> _Records to use_:
-*-*-
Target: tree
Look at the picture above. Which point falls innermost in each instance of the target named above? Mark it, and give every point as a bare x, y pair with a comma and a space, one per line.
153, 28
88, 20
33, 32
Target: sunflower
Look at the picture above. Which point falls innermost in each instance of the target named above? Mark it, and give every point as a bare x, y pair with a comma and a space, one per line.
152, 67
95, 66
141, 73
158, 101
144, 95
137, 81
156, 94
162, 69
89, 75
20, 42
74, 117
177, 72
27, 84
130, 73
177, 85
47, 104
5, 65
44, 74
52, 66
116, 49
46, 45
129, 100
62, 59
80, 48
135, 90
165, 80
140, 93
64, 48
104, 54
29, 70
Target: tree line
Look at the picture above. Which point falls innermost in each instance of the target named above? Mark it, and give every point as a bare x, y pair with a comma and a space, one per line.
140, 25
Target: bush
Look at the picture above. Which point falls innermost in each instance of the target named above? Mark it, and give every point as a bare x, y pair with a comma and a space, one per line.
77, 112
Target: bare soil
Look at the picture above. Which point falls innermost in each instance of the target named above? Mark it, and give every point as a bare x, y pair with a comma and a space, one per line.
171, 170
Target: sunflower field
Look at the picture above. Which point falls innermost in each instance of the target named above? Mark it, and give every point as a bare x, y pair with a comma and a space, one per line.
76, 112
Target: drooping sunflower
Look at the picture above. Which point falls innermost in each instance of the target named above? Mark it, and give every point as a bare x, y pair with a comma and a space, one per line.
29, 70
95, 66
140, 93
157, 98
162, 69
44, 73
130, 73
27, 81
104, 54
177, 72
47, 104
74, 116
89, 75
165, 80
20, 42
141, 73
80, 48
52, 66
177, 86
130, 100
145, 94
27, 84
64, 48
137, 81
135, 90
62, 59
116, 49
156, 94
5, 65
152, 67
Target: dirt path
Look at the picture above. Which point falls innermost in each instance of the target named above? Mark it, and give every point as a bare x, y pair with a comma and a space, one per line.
-*-*-
> _Set exercise_:
Transcribe every item above line for line, with no changes.

> _Answer to this exercise_:
Target: tree
Look at the picture above. Which point falls innermost in each instance of the target named above? Mark it, and give every point as a bare x, y pair with a comma and a space, one per line.
153, 28
88, 20
33, 32
Target: sunflower
Look at the picture above. Which point falls innermost in each instance of the target named above? Mark it, and give every point as a bare x, y pair with a comma and a space, one per line.
152, 67
95, 66
141, 73
158, 101
144, 95
137, 81
156, 94
162, 69
89, 75
20, 42
74, 117
177, 72
27, 84
130, 73
177, 85
47, 104
5, 65
44, 74
52, 66
116, 49
46, 45
129, 100
62, 59
80, 48
135, 90
165, 80
140, 93
64, 48
104, 54
29, 70
Target: tree line
Look at the picture above. Which point falls innermost in each instance of the target named above? Mark it, and give every point as a bare x, y pair with a comma and a space, one per line.
140, 25
Target: bush
Look at the picture above. Which point falls innermost in each instance of the target named above? Mark it, and give every point as a bare x, y pair with a comma and a space, one per line.
77, 112
Target: bare soil
Look at the picture above. Which point falls innermost in each instance of the target named above? Mark it, and give every point as a bare x, y pair with a comma and a space, one per line.
171, 170
Target: sunflower field
Look at the picture above. Which point falls innermost in each instance of the target named above? Mark it, and give every point as a bare x, y pair with a comma and a space, one per line.
76, 112
Target: drooping sunflower
Look at the picture above. Which point falls innermost in each instance of the target named above? Mark it, and give every point as a bare x, y pair with a comma and a space, one per line.
29, 70
95, 66
140, 93
157, 98
162, 69
44, 73
130, 73
27, 81
104, 54
177, 72
47, 104
74, 116
89, 75
165, 80
20, 42
141, 73
80, 48
52, 66
177, 86
130, 100
145, 94
27, 84
64, 48
137, 81
135, 90
62, 59
116, 49
156, 94
5, 65
152, 67
Target: dirt path
Look at the picture above. Which point falls innermost in each instance of the target named above? Mark it, and give every point as a bare x, y pair with a comma and a space, one per line.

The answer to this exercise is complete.